▶ Selected extract
_____

234 Monroe, Bill - Upon looking at Brent’s MLE’s, Monroe stats seem to fit a HOM profile. Projected 8100 PA’s, OPS+ 133, with positive defensive value. His fielding reputation is shown as being equal to or greater than Jimmy Collins. He appeared to bat in key lineup spots on great teams. Good enough to play 2B/3B in his time defensively and with the stick. As for reputations, resident Negro Leagues expert Gary A mentioned four players worthy of Hall of Fame induction in an interview recently with Scott Simkus. Three of those (John Beckwith, Home Run Johnson, and Dick Lundy) have been elected. The other is Monroe.
237 McCormick, Jim - 1880s hurler standout -tough to gauge pre-1893 era pitching properly, but I'll give a nod to McCormick.
238 Pike, Lip - very challenging 1860/70s player who I'll place above the line.
241 Boyer, Ken - enough to nudge him across the line with Korean war credit.
242 Bell, Buddy - I'll take him over Bando and Leach, but the battle is close.
243 Pierce, Billy - 1950s hurler from era lacking in electees.
244 Tiant, Luis - right on the in/out line - what a windup.

Worthy of consideration and better than the already elected bottom tier Hall of Famers:
Willie Randolph - I would take him instead of Nellie Fox or Red Schoendienst. An overlooked Yankee great.

_____

▶ Given records

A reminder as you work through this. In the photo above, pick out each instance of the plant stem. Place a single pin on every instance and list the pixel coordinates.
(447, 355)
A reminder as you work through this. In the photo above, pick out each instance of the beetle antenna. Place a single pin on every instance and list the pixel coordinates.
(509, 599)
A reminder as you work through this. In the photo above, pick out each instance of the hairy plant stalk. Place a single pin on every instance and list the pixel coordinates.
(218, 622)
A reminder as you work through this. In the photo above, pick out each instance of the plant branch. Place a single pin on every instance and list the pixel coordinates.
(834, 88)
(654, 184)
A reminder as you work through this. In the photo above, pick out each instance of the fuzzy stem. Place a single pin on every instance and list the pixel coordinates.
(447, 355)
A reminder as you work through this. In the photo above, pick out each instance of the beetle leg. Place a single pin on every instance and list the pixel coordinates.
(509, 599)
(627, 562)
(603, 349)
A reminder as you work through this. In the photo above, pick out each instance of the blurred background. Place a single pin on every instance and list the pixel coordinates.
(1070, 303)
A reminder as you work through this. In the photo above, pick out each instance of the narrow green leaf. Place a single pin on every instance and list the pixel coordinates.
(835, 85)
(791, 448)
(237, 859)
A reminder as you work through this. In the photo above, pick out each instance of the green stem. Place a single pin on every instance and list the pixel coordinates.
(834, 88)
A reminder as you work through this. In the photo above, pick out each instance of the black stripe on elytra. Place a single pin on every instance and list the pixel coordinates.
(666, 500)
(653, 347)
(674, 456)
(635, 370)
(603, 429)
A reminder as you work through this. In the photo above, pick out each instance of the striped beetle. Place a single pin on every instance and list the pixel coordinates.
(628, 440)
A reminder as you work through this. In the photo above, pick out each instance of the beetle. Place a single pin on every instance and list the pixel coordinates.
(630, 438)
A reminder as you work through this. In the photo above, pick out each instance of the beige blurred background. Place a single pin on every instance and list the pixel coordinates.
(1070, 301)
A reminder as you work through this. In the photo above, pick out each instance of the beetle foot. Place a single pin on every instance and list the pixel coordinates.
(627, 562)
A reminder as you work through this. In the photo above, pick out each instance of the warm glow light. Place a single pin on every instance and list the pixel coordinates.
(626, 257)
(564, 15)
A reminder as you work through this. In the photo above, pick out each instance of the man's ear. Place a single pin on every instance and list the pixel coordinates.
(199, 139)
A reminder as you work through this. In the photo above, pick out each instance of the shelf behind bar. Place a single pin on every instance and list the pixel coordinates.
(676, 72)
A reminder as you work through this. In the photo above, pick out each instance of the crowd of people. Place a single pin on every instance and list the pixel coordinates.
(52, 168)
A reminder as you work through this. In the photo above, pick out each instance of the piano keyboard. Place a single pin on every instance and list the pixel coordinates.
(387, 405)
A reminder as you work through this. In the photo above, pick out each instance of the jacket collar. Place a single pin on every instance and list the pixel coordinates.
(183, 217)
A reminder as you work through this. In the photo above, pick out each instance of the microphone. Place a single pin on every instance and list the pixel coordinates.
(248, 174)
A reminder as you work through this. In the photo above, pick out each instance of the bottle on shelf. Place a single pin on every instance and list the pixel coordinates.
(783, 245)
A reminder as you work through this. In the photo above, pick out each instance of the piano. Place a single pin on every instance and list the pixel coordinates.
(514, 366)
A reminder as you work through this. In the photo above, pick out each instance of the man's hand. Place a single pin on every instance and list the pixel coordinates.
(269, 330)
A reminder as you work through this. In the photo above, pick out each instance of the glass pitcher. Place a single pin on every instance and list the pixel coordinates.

_____

▶ Work task 1
Answer these questions about the ballot comments:
(a) Besides Monroe, which three players named by Gary A have already been elected?
(b) What credit nudges Ken Boyer across the line?
(c) Which two players would the writer take Willie Randolph instead of?
▶ Work task 2
Supply the next portion of the ballot comments, picking up after their final sentence.
The listing is not needed for working with the ballot comments.

▶ Exercise output 1
(a) John Beckwith, Home Run Johnson, and Dick Lundy
(b) Korean war credit
(c) Nellie Fox and Red Schoendienst

▶ Exercise output 2
   37. The Id of SugarBear Blanks Posted: December 28, 2010 at 08:31 PM (#3719003)
Alomar
Bagwell
Blyleven
Larkin
Edgar
McGriff
Morris
Raines
Trammell
Walker

Those would be the only ones I would name even if there wasn't a 10-vote limit. My 11th would be Kevin Brown and if I had a ballot, I'd wait a year and come back to him. McGwire and Palmeiro are PED-adjusted out, the latter without ambiguity or remorse. Parker's late-70s was better than Rice's, his "comeback" was admirable, and he was a better player than Rice, but the Cobra ultimately squandered HOF talent. Raines should have been elected on the first or second ballot, and Trammell on the third or fourth.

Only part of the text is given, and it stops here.